Document passage >>
☆ ☆ ☆ ☆
A diet designed to promote brain health may significantly slow structural changes associated with aging, according to new research published in the Journal of Neurology, Neurosurgery & Psychiatry.
The study, based on data from 1,647 middle-aged and older adults in the long-running Framingham Heart Study, found that people who more closely followed the MIND diet experienced measurably slower deterioration in brain structure over time.
Tracking brain changes over a decade
Researchers analyzed dietary patterns alongside repeated brain scans collected over a median follow-up of 12.3 years. Participants’ adherence to the MIND diet — a hybrid of the Mediterranean and DASH diets — was scored using validated food questionnaires administered across multiple study visits.
The results showed a clear association: for every three-point increase in diet adherence, participants had a 0.279 cubic centimeter per year slower decline in total gray matter volume, a key marker of brain health.
That reduction corresponds to about a 20% slowdown in age-related brain changes, or roughly 2.5 fewer years of brain aging over the study period.
Less shrinkage, slower fluid buildup
Beyond gray matter preservation, higher MIND diet scores were also linked to slower expansion of the brain’s lateral ventricles — fluid-filled spaces that typically enlarge as the brain shrinks with age.
☆ ☆ ☆ ☆
Entries provided >>
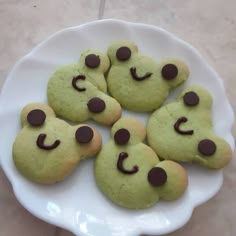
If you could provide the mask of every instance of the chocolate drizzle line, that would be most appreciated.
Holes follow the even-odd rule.
[[[175,124],[174,124],[174,128],[175,128],[175,131],[177,132],[177,133],[179,133],[179,134],[183,134],[183,135],[192,135],[193,134],[193,130],[191,129],[191,130],[181,130],[180,129],[180,125],[182,124],[182,123],[185,123],[185,122],[187,122],[188,121],[188,119],[186,118],[186,117],[180,117],[176,122],[175,122]]]
[[[131,67],[130,68],[130,74],[132,75],[132,78],[137,80],[137,81],[142,81],[145,80],[147,78],[149,78],[152,73],[147,72],[144,76],[138,76],[136,73],[136,67]]]
[[[39,134],[37,138],[37,142],[36,142],[39,148],[44,149],[44,150],[52,150],[52,149],[57,148],[59,144],[61,143],[60,140],[56,140],[53,144],[46,145],[44,144],[46,137],[47,137],[46,134]]]
[[[74,77],[73,80],[72,80],[73,88],[76,89],[79,92],[84,92],[86,90],[86,88],[80,88],[79,86],[77,86],[76,83],[77,83],[78,80],[85,80],[85,79],[86,79],[86,77],[84,75],[78,75],[78,76]]]
[[[133,168],[131,170],[126,170],[124,168],[123,162],[126,158],[128,158],[128,153],[127,152],[121,152],[117,161],[117,169],[122,172],[123,174],[128,174],[128,175],[132,175],[138,172],[139,168],[138,166],[133,166]]]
☆ ☆ ☆ ☆
Questions on the material >>
A. Update the passage on diet and brain aging by reproducing everything from "The results showed" down to "of brain health.", with "three-point" changed to "five-point".
B. List every diet named in the passage on diet and brain aging.
C. Pick up the passage on diet and brain aging from where it stops and continue it.
The items are separate material from the passage on diet and brain aging.

Task results >>
A.
The results showed a clear association: for every five-point increase in diet adherence, participants had a 0.279 cubic centimeter per year slower decline in total gray matter volume, a key marker of brain health.

B.
MIND diet
Mediterranean diet
DASH diet

C.
The study estimated this effect equated to about an additional year of delayed brain aging, reinforcing the diet’s potential protective role against neurodegeneration.
Previous research has already associated the MIND diet with better cognitive performance and a lower risk of dementia. However, most earlier studies were cross-sectional, offering only snapshots in time.
This new longitudinal analysis strengthens the case by showing that dietary habits are linked not just to cognitive outcomes, but to actual structural changes in the brain over years.
What is the MIND diet?
The MIND diet emphasizes foods linked to brain health, including leafy greens, berries, nuts, whole grains, fish, and olive oil, while limiting red meat, butter, sweets, and fried foods.
Researchers say the findings suggest diet could play a meaningful role in delaying neurodegenerative processes, though they caution that observational studies cannot prove cause and effect.
With populations aging and dementia rates rising, the results highlight diet as a potentially accessible strategy to support brain health.
“Greater adherence… was associated with slower progression of brain structural atrophy,” the authors concluded, pointing to the diet’s promise in delaying age-related brain decline.
While clinical trials are still needed, the study adds to growing evidence that what people eat in midlife and beyond may influence how their brains age.